Aim: Copy out each line of the records below that contains the word "hair".

Supplied records:
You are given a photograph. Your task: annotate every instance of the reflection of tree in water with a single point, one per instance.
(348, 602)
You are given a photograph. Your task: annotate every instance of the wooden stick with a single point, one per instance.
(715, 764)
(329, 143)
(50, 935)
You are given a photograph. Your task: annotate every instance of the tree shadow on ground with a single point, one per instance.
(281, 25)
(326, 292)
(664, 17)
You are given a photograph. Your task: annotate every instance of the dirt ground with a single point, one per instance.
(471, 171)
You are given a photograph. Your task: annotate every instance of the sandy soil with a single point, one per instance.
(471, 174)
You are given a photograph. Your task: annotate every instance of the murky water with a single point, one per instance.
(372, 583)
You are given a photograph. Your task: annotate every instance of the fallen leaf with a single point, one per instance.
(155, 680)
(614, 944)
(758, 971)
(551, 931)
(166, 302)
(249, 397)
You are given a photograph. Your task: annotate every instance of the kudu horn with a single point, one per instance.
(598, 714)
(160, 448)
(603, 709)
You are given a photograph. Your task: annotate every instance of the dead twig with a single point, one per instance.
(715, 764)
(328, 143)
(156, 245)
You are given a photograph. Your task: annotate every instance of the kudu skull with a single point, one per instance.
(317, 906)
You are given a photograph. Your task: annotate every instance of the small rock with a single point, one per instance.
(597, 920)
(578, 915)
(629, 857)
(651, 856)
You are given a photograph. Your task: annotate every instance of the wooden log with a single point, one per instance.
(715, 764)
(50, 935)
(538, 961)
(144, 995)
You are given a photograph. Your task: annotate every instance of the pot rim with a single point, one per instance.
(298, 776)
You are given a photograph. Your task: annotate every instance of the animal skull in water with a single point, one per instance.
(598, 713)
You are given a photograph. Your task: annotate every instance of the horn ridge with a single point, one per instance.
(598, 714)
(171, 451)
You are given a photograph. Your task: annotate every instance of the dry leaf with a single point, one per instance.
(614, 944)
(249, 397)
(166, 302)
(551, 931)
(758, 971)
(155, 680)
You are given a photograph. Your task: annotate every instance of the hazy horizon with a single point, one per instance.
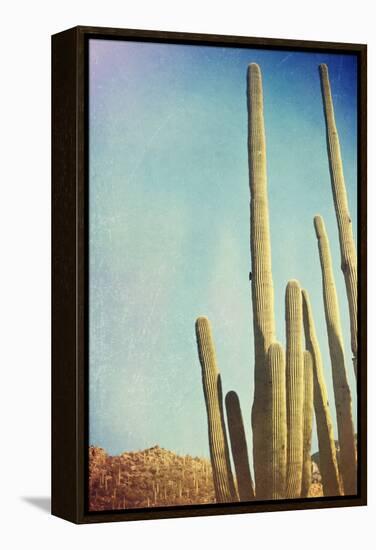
(169, 225)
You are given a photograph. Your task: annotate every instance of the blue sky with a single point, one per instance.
(169, 224)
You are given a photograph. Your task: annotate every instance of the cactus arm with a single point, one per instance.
(277, 425)
(294, 389)
(346, 239)
(239, 447)
(211, 381)
(261, 280)
(342, 394)
(328, 455)
(307, 424)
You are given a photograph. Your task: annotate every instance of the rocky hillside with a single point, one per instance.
(154, 477)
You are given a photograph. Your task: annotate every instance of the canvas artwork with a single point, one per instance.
(223, 307)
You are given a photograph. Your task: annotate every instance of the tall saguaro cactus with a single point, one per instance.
(346, 239)
(211, 381)
(307, 423)
(276, 433)
(262, 282)
(328, 456)
(294, 388)
(239, 447)
(342, 393)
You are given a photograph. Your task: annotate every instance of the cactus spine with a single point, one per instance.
(211, 380)
(307, 424)
(294, 389)
(328, 456)
(346, 239)
(277, 429)
(239, 447)
(262, 282)
(342, 393)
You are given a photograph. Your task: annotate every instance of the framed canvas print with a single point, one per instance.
(209, 274)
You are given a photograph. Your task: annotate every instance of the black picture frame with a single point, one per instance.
(70, 274)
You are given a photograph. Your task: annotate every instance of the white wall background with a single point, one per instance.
(25, 271)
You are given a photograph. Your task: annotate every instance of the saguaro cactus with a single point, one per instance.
(211, 381)
(307, 424)
(276, 433)
(294, 389)
(262, 282)
(342, 393)
(328, 456)
(346, 239)
(239, 446)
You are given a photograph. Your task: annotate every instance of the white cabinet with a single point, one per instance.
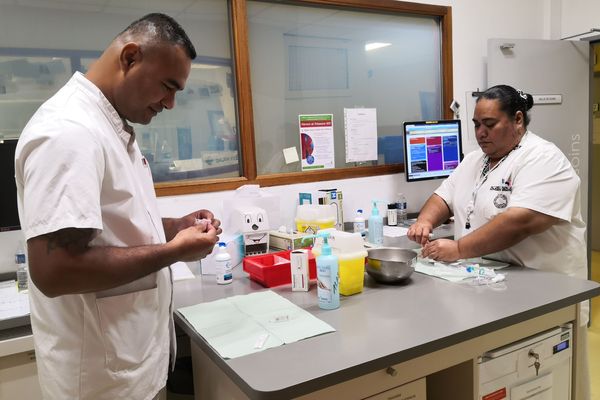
(18, 377)
(416, 390)
(18, 372)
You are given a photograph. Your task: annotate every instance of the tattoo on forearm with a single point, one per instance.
(70, 239)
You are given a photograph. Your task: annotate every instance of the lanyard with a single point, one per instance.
(484, 173)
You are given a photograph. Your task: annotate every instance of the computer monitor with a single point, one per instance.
(432, 149)
(9, 216)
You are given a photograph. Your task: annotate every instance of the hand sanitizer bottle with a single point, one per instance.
(328, 278)
(359, 222)
(223, 265)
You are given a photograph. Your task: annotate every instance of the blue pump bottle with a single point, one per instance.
(328, 277)
(375, 227)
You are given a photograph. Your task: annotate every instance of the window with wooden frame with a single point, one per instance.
(409, 77)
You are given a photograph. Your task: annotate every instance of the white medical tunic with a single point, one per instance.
(77, 167)
(536, 176)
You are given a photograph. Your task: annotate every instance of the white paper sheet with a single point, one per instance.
(245, 324)
(181, 271)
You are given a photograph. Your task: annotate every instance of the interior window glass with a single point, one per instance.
(306, 60)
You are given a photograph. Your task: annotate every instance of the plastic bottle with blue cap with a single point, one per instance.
(375, 226)
(328, 277)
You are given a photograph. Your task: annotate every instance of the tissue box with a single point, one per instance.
(274, 269)
(235, 248)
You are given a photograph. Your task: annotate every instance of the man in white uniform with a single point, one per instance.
(516, 200)
(101, 291)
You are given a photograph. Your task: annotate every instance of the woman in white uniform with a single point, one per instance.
(517, 199)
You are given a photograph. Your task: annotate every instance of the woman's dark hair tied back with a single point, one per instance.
(511, 100)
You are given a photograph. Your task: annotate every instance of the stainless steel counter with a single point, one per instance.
(382, 326)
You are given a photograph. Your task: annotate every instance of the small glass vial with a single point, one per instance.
(401, 209)
(392, 214)
(22, 272)
(223, 265)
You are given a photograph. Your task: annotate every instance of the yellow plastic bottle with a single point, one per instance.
(351, 254)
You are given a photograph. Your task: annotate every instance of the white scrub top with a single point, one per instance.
(77, 167)
(536, 176)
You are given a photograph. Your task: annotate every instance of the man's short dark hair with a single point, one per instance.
(159, 27)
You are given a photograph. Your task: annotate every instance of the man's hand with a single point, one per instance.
(196, 241)
(173, 226)
(441, 250)
(419, 232)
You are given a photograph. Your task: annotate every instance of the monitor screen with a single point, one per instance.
(432, 149)
(9, 216)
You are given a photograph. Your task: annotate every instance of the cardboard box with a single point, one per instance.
(334, 196)
(288, 241)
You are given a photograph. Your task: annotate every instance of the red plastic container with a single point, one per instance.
(264, 269)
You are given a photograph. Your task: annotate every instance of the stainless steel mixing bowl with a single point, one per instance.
(389, 265)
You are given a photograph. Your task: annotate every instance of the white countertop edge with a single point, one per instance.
(16, 345)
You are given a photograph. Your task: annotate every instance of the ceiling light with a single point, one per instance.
(376, 45)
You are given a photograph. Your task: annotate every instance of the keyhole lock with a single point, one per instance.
(536, 363)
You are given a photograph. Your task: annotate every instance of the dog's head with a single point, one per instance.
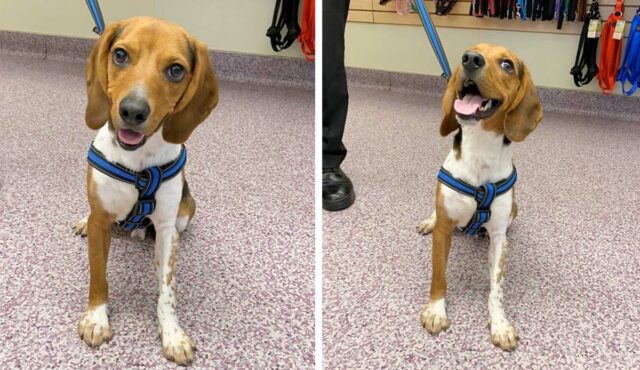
(147, 74)
(491, 87)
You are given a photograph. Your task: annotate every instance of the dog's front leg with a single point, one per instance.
(434, 314)
(503, 334)
(176, 344)
(94, 327)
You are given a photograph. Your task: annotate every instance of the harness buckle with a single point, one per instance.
(481, 216)
(145, 207)
(142, 180)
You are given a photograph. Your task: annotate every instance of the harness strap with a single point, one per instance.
(630, 69)
(147, 182)
(288, 16)
(307, 36)
(587, 49)
(484, 196)
(610, 51)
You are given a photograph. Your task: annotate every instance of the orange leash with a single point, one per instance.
(307, 36)
(610, 51)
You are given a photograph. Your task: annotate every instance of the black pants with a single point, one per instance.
(335, 98)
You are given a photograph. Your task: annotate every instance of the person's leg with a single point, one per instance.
(335, 98)
(337, 190)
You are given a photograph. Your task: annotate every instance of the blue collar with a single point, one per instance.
(484, 195)
(146, 181)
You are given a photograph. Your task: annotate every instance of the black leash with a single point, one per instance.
(587, 48)
(285, 14)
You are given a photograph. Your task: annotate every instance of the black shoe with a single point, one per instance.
(337, 190)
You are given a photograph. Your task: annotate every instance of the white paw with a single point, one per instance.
(434, 317)
(426, 226)
(177, 346)
(503, 334)
(181, 223)
(80, 227)
(139, 234)
(93, 327)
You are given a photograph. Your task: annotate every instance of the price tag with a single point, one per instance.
(619, 31)
(594, 29)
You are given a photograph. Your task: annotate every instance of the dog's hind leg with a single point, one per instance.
(427, 225)
(187, 207)
(514, 207)
(80, 228)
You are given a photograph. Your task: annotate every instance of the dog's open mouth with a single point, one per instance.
(129, 139)
(472, 105)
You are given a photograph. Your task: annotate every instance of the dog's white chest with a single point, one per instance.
(484, 158)
(118, 197)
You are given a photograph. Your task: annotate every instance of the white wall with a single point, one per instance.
(225, 25)
(407, 49)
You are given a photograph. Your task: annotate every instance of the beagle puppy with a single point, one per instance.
(149, 85)
(491, 102)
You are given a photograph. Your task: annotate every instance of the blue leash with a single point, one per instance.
(630, 69)
(484, 196)
(96, 14)
(432, 34)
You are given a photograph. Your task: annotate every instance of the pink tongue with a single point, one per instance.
(469, 105)
(130, 137)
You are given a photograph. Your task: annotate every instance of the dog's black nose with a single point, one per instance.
(133, 110)
(472, 60)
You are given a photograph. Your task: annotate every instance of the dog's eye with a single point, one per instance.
(120, 57)
(507, 65)
(175, 73)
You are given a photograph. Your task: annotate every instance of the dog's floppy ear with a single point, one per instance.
(98, 104)
(525, 112)
(449, 122)
(198, 100)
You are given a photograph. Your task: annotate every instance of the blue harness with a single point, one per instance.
(146, 181)
(484, 195)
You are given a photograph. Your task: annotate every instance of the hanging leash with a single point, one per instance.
(630, 69)
(284, 14)
(432, 34)
(96, 14)
(588, 47)
(612, 32)
(307, 36)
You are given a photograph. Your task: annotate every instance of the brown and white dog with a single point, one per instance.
(149, 85)
(490, 101)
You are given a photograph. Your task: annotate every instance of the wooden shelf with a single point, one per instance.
(370, 11)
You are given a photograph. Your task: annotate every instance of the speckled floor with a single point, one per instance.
(245, 269)
(571, 288)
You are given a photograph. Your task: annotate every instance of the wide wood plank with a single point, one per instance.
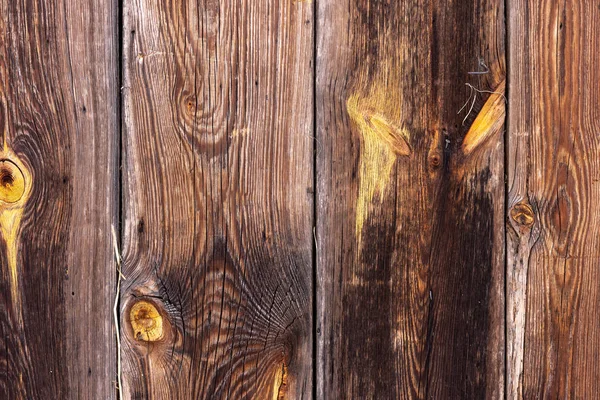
(410, 199)
(554, 192)
(58, 198)
(218, 197)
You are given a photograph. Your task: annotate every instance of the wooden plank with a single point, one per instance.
(410, 199)
(218, 199)
(58, 200)
(553, 240)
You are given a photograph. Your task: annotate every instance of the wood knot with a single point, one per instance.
(435, 159)
(146, 321)
(12, 182)
(523, 215)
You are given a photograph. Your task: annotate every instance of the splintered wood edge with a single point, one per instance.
(489, 120)
(382, 141)
(15, 188)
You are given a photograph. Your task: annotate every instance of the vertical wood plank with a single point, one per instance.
(410, 199)
(218, 197)
(58, 198)
(553, 223)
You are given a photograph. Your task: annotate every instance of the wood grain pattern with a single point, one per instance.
(554, 169)
(410, 222)
(58, 171)
(217, 199)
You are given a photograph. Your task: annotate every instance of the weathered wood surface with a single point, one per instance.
(410, 222)
(218, 199)
(58, 198)
(553, 175)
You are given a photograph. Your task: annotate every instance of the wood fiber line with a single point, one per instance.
(58, 169)
(410, 189)
(553, 175)
(218, 199)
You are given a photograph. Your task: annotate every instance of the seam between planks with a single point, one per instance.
(506, 188)
(119, 132)
(315, 215)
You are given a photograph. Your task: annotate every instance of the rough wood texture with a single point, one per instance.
(553, 242)
(217, 199)
(58, 170)
(410, 199)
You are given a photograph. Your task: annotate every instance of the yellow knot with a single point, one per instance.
(146, 322)
(12, 182)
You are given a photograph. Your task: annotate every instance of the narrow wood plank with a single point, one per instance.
(554, 170)
(410, 199)
(218, 199)
(58, 198)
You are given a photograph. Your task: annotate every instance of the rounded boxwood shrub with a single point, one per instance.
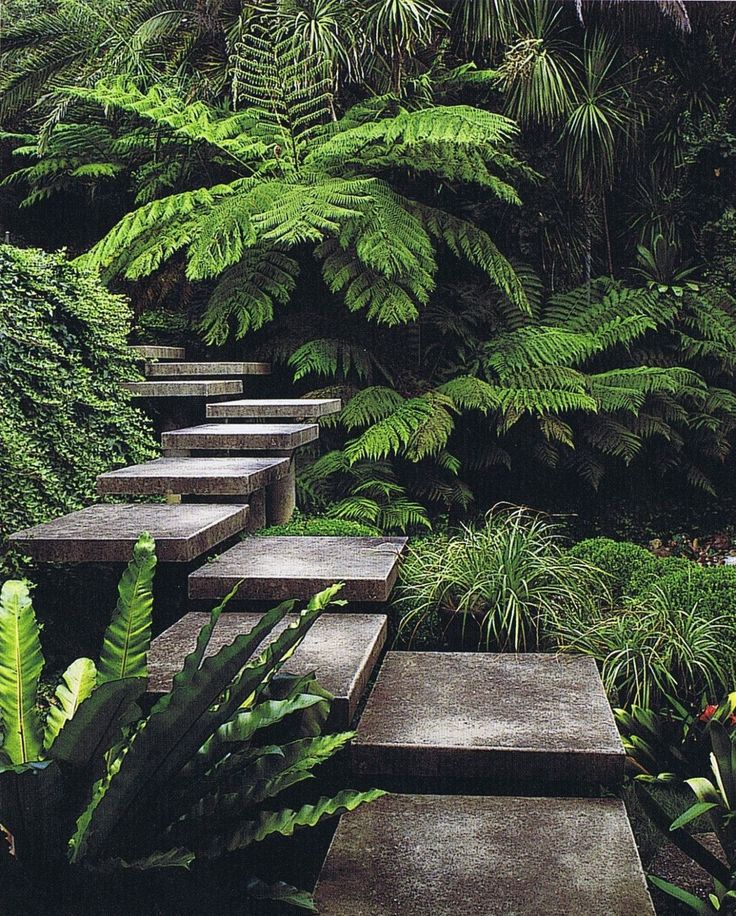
(65, 415)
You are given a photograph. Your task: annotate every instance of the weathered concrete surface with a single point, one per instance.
(440, 855)
(194, 476)
(281, 497)
(296, 408)
(275, 568)
(341, 649)
(245, 437)
(208, 369)
(527, 722)
(184, 389)
(151, 351)
(106, 534)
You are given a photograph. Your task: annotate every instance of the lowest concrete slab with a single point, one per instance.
(428, 855)
(529, 722)
(274, 568)
(194, 476)
(106, 534)
(274, 408)
(342, 650)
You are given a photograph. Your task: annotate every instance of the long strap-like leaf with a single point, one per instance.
(21, 663)
(128, 637)
(76, 684)
(180, 723)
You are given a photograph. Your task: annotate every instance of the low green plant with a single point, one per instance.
(648, 648)
(628, 566)
(715, 801)
(501, 580)
(99, 784)
(319, 525)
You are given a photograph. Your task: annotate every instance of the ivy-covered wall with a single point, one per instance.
(64, 415)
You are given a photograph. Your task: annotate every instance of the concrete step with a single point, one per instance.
(275, 568)
(342, 650)
(245, 437)
(153, 351)
(205, 369)
(194, 476)
(106, 534)
(206, 388)
(523, 723)
(295, 408)
(442, 855)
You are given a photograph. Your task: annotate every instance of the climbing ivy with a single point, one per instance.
(64, 415)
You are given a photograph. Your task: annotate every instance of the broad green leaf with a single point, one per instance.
(21, 663)
(692, 814)
(128, 636)
(97, 724)
(695, 903)
(75, 686)
(182, 720)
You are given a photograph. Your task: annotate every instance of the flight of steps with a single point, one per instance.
(498, 760)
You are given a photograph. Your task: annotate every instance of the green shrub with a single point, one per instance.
(65, 415)
(709, 590)
(320, 526)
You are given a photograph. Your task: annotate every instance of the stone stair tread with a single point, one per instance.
(155, 351)
(342, 649)
(241, 436)
(440, 855)
(204, 388)
(201, 476)
(208, 369)
(107, 533)
(275, 407)
(530, 719)
(275, 568)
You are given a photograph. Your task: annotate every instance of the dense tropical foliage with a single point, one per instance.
(261, 172)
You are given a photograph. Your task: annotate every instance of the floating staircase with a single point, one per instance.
(532, 736)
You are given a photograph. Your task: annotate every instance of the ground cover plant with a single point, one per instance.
(64, 359)
(96, 782)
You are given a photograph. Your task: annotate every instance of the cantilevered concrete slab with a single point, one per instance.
(274, 568)
(106, 534)
(184, 389)
(429, 855)
(151, 351)
(342, 650)
(194, 476)
(207, 369)
(257, 437)
(528, 722)
(295, 408)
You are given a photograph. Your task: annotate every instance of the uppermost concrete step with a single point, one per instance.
(184, 389)
(107, 533)
(447, 855)
(153, 351)
(294, 408)
(257, 437)
(274, 568)
(530, 723)
(206, 369)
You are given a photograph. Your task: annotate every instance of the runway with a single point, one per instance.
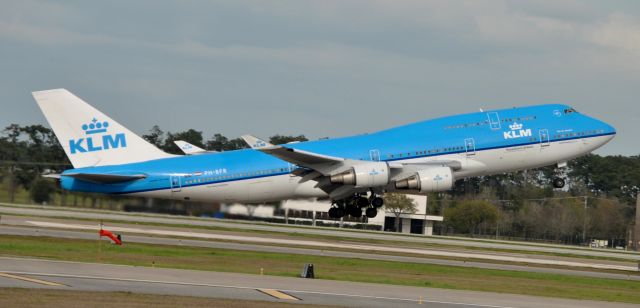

Solution to this task:
You are given a photograph. Your task: annotate every instance of the woman's dark hair tied back with a single point, one per instance.
You are given a photograph. Your task: annotate every instance of the man's short dark hair with a single point, one per instance.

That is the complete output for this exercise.